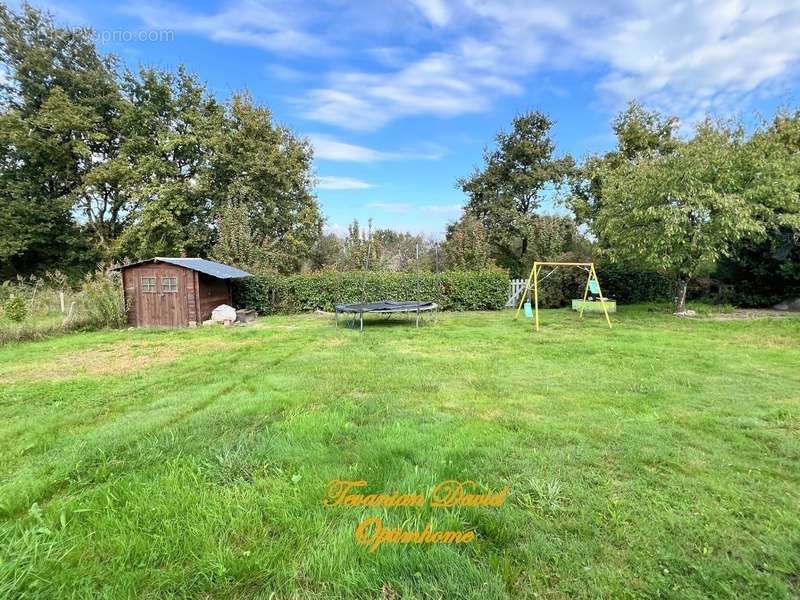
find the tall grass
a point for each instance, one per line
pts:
(53, 306)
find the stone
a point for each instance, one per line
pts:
(244, 315)
(792, 305)
(223, 313)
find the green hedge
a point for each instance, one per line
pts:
(452, 290)
(623, 284)
(631, 286)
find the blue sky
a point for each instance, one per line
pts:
(399, 97)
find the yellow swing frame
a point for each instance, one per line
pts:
(534, 277)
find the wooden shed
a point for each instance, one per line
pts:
(176, 292)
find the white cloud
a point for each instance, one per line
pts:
(440, 84)
(456, 57)
(327, 147)
(393, 207)
(332, 182)
(436, 11)
(443, 209)
(248, 22)
(688, 58)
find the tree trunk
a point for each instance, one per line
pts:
(680, 294)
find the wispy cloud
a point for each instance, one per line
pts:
(456, 57)
(327, 147)
(689, 58)
(436, 11)
(443, 209)
(429, 209)
(332, 182)
(248, 23)
(392, 207)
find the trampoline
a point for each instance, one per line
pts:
(387, 308)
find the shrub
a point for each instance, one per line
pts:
(629, 285)
(451, 290)
(15, 308)
(102, 299)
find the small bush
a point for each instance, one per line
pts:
(451, 290)
(16, 309)
(102, 299)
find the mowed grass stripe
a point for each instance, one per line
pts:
(659, 458)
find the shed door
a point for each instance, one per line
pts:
(161, 297)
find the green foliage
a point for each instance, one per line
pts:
(98, 166)
(16, 309)
(624, 283)
(59, 100)
(630, 285)
(265, 169)
(451, 290)
(507, 192)
(466, 246)
(102, 299)
(236, 245)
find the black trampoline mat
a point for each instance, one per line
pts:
(386, 306)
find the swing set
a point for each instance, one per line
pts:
(592, 284)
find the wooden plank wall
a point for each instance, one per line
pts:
(212, 293)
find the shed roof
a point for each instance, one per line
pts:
(209, 267)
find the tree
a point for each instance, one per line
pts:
(168, 138)
(681, 210)
(58, 110)
(641, 134)
(397, 251)
(507, 192)
(466, 245)
(266, 170)
(236, 245)
(327, 252)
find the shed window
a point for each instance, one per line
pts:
(149, 285)
(169, 284)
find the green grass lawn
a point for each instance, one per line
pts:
(660, 459)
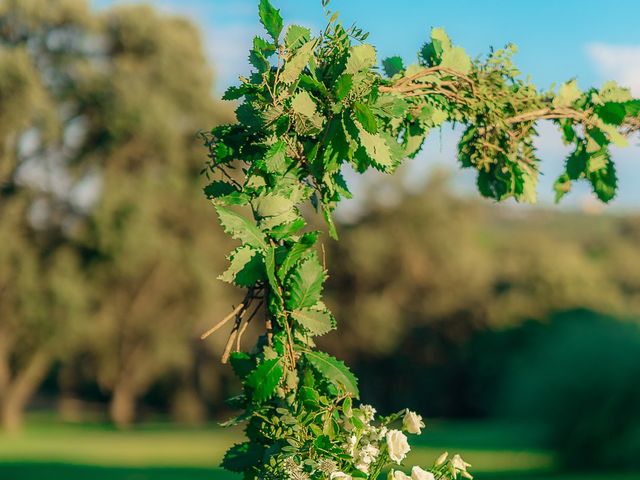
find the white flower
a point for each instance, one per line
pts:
(398, 445)
(368, 412)
(398, 475)
(418, 474)
(412, 422)
(366, 456)
(459, 464)
(441, 459)
(340, 476)
(351, 445)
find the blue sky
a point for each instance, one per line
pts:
(591, 40)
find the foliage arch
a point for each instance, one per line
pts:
(311, 105)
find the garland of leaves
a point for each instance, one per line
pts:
(311, 105)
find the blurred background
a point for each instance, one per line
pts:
(515, 330)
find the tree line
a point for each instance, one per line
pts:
(109, 255)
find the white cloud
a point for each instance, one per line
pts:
(618, 62)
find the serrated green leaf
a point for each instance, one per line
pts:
(318, 322)
(335, 371)
(392, 65)
(562, 186)
(296, 252)
(294, 66)
(343, 86)
(224, 193)
(274, 209)
(246, 268)
(264, 380)
(275, 160)
(440, 42)
(303, 104)
(365, 117)
(280, 232)
(240, 228)
(361, 57)
(270, 18)
(615, 136)
(568, 93)
(305, 283)
(456, 59)
(241, 457)
(376, 148)
(296, 36)
(242, 363)
(270, 266)
(613, 113)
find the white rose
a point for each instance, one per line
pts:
(412, 422)
(398, 445)
(340, 476)
(418, 474)
(459, 464)
(398, 475)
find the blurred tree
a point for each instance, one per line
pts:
(465, 266)
(41, 286)
(100, 211)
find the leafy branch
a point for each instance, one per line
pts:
(311, 106)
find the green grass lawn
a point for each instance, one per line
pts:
(51, 450)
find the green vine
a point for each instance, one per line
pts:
(312, 105)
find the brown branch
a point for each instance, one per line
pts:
(246, 324)
(290, 344)
(219, 325)
(232, 336)
(436, 69)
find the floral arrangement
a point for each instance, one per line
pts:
(311, 106)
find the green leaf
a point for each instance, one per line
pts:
(613, 113)
(604, 181)
(296, 252)
(296, 36)
(456, 59)
(275, 160)
(365, 117)
(328, 218)
(392, 65)
(246, 269)
(242, 363)
(432, 52)
(241, 457)
(335, 371)
(615, 136)
(280, 232)
(361, 57)
(376, 149)
(294, 66)
(303, 104)
(270, 19)
(264, 380)
(632, 107)
(305, 283)
(343, 86)
(270, 265)
(567, 95)
(224, 193)
(240, 228)
(318, 322)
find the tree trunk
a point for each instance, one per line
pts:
(18, 392)
(122, 405)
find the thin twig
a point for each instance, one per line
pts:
(232, 336)
(216, 327)
(246, 324)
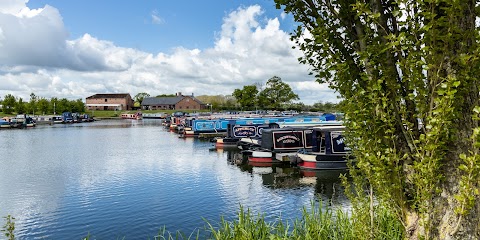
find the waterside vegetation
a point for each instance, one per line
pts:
(317, 222)
(408, 73)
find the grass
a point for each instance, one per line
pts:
(114, 114)
(316, 224)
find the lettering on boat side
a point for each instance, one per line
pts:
(288, 139)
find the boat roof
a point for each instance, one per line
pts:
(329, 128)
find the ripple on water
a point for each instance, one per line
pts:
(129, 179)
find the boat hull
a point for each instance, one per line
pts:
(321, 162)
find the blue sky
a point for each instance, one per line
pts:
(151, 25)
(78, 48)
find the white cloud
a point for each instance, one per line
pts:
(156, 19)
(36, 55)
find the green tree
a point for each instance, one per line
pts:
(246, 97)
(408, 71)
(78, 106)
(53, 105)
(166, 95)
(63, 105)
(20, 107)
(140, 96)
(32, 104)
(276, 94)
(43, 105)
(9, 103)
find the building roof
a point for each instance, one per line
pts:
(161, 101)
(110, 95)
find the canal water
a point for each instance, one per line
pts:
(128, 179)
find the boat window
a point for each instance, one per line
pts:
(322, 148)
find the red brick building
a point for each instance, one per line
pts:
(110, 101)
(179, 102)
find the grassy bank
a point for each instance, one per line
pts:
(317, 223)
(109, 113)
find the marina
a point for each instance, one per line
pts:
(130, 178)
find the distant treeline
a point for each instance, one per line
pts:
(40, 105)
(228, 102)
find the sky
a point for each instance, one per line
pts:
(77, 48)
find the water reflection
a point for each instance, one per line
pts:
(327, 183)
(129, 178)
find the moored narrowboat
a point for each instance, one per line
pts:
(329, 151)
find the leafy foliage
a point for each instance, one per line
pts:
(246, 97)
(9, 227)
(276, 94)
(9, 103)
(140, 96)
(407, 71)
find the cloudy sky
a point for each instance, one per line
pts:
(77, 48)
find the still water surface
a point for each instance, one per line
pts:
(127, 178)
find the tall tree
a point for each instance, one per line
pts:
(9, 103)
(53, 105)
(276, 94)
(78, 106)
(20, 107)
(408, 71)
(43, 105)
(246, 97)
(32, 104)
(140, 96)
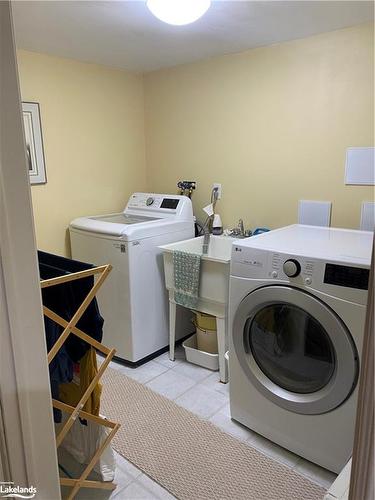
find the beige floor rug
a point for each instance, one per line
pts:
(190, 457)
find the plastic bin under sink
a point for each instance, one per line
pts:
(201, 358)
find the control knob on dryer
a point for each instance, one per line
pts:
(292, 268)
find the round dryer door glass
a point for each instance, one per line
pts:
(291, 348)
(294, 349)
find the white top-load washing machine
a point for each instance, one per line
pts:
(296, 322)
(133, 301)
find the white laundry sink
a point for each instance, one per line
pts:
(214, 283)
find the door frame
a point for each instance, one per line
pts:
(27, 438)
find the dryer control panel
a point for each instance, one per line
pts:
(348, 282)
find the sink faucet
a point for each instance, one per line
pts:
(239, 231)
(207, 234)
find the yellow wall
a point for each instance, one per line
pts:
(93, 131)
(271, 124)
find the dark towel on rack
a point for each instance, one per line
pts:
(64, 299)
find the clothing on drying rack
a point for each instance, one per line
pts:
(64, 299)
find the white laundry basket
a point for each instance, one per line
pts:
(201, 358)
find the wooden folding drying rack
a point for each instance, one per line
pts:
(74, 412)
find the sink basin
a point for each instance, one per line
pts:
(214, 282)
(219, 248)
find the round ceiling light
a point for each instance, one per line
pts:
(178, 12)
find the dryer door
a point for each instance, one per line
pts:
(295, 349)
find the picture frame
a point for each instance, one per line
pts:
(34, 142)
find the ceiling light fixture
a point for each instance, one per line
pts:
(178, 12)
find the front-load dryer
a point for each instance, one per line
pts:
(296, 321)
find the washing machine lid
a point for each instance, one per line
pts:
(294, 349)
(145, 215)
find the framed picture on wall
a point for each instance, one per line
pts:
(34, 142)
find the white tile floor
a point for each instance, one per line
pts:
(200, 391)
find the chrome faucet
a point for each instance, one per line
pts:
(207, 235)
(239, 231)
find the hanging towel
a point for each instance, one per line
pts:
(71, 393)
(186, 267)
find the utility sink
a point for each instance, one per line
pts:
(214, 283)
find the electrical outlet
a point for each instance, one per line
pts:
(218, 186)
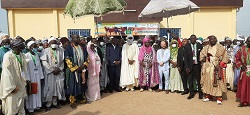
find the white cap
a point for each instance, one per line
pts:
(239, 37)
(128, 36)
(30, 43)
(51, 39)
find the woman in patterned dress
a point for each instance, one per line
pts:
(148, 70)
(175, 77)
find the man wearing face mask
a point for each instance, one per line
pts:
(104, 73)
(5, 43)
(193, 65)
(114, 57)
(35, 75)
(229, 69)
(53, 64)
(240, 43)
(213, 81)
(77, 63)
(130, 65)
(242, 61)
(13, 80)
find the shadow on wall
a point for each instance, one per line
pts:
(87, 113)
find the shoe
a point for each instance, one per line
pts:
(158, 90)
(118, 90)
(219, 102)
(206, 100)
(184, 92)
(200, 95)
(190, 96)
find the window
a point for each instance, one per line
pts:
(176, 31)
(80, 32)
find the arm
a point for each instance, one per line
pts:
(167, 57)
(158, 56)
(68, 60)
(45, 62)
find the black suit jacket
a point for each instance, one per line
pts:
(180, 57)
(188, 55)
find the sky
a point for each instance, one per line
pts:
(243, 16)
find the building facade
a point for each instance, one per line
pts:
(44, 18)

◇ ◇ ◇ ◇

▶ _GIVEN REQUEST_
Transcribe exactly the portion of the material above that runs from the line containing "find the white laundry basket" through its last line, omitting all pictures.

▶ _RESPONSE_
find the white laundry basket
a point for each instance, one per line
pts:
(201, 358)
find the wooden folding drying rack
a point for each instance, one per line
pts:
(74, 412)
find the sink basin
a point for each instance, one per line
pts:
(214, 282)
(219, 248)
find the round ceiling light
a point for each instance, one per line
pts:
(178, 12)
find the dryer door
a point for each instance, one per line
pts:
(295, 349)
find the picture frame
a point for each instance, one per line
pts:
(34, 142)
find the ceiling light fixture
a point for each instance, one per line
pts:
(178, 12)
find the front-load dryer
a point for each instance, one per line
pts:
(296, 321)
find the washing machine lid
a point for each instance, one per line
pts:
(294, 349)
(145, 215)
find the framed picture on wall
a point for each instance, one per line
pts:
(34, 142)
find the white tile floor
a point for each instance, one per line
pts:
(200, 391)
find the chrome faucet
a point for each instance, one per line
pts:
(207, 235)
(239, 231)
find the hanging towel
a point for each instance, one per line
pts:
(71, 393)
(186, 267)
find the utility sink
a point for each instance, one per line
pts:
(214, 283)
find the electrical outlet
a point for each instance, one per line
pts:
(218, 186)
find the white cap
a point for each instance, one per line
pts:
(239, 37)
(128, 36)
(30, 43)
(51, 39)
find the woman in patterned dress
a point for each instance, one per line
pts:
(148, 70)
(175, 77)
find the man wearing face mask
a point for each instance, one per line
pts:
(104, 73)
(5, 43)
(193, 65)
(114, 57)
(35, 75)
(229, 69)
(53, 64)
(240, 43)
(213, 81)
(77, 63)
(130, 65)
(242, 61)
(13, 80)
find the shadow on wall
a point for each instance, one per line
pts:
(87, 113)
find the shoe
a point for each instance, one per line
pts:
(158, 90)
(118, 90)
(219, 102)
(206, 100)
(184, 92)
(200, 95)
(190, 96)
find the window
a point for each instance, one per line
pts:
(176, 31)
(80, 32)
find the arm
a point for each instance, one per line
pts:
(167, 57)
(158, 56)
(68, 60)
(45, 62)
find the black suit jacket
a point for each instance, one per line
pts:
(180, 57)
(188, 55)
find the sky
a point for each instance, one per line
pts:
(243, 16)
find the building facade
a point for each instance, one per line
pts:
(44, 18)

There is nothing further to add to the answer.